- **Information provided**
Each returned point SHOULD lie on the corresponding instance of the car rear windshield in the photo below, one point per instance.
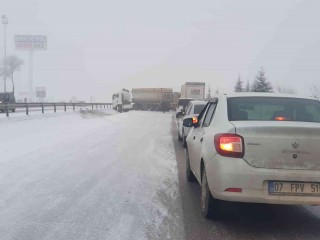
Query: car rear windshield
(273, 109)
(198, 108)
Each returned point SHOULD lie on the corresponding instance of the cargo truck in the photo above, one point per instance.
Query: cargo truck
(7, 98)
(193, 90)
(121, 101)
(153, 99)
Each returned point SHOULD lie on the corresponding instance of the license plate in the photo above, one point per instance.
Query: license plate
(294, 188)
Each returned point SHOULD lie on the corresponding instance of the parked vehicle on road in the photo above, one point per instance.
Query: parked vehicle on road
(254, 147)
(121, 101)
(153, 99)
(194, 90)
(6, 98)
(193, 110)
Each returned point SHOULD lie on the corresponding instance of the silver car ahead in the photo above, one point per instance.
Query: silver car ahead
(193, 109)
(260, 148)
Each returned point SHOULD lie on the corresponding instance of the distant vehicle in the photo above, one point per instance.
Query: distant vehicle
(193, 110)
(261, 148)
(153, 99)
(181, 106)
(194, 90)
(121, 101)
(7, 97)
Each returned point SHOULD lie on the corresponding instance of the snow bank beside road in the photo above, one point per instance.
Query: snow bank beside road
(87, 176)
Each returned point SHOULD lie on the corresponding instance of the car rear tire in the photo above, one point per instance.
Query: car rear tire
(184, 140)
(210, 207)
(179, 137)
(189, 174)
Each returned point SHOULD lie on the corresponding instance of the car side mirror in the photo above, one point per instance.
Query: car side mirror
(188, 122)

- **What you are asked to do**
Every line of the material that holds the word "instance" must be found and copied.

- **Expected answer**
Each returned point SHOULD lie on the corresponding instance of the car rear windshield in the photo below, one point per instance.
Each returned point SHOULD lie on the corresponding instance of the cargo truck in the photo above, one point per instance.
Each returned point SHOULD lie on the corresponding instance of the license plate in the photo above, one point per instance.
Each returned point SHOULD lie on the corresponding instance of the parked vehicle on road in the photo above, one point per instance.
Each returned point SHOULD lie on the corresponding instance of the silver car ahead in the photo above, one point per instance.
Each returned point SHOULD lie on the corresponding instance of the distant vehicle in the photo above, one point per instance.
Each returned point SHOULD lie on the corresponding instance of the snow bank beside road in the photo above, one point per instance.
Each returned point SHOULD lie on the corresponding instance of the car rear tire in the photo above, one point per instance.
Each returned point SHOULD lie on the corresponding instance of the car side mirror in the photo above, one point per instance.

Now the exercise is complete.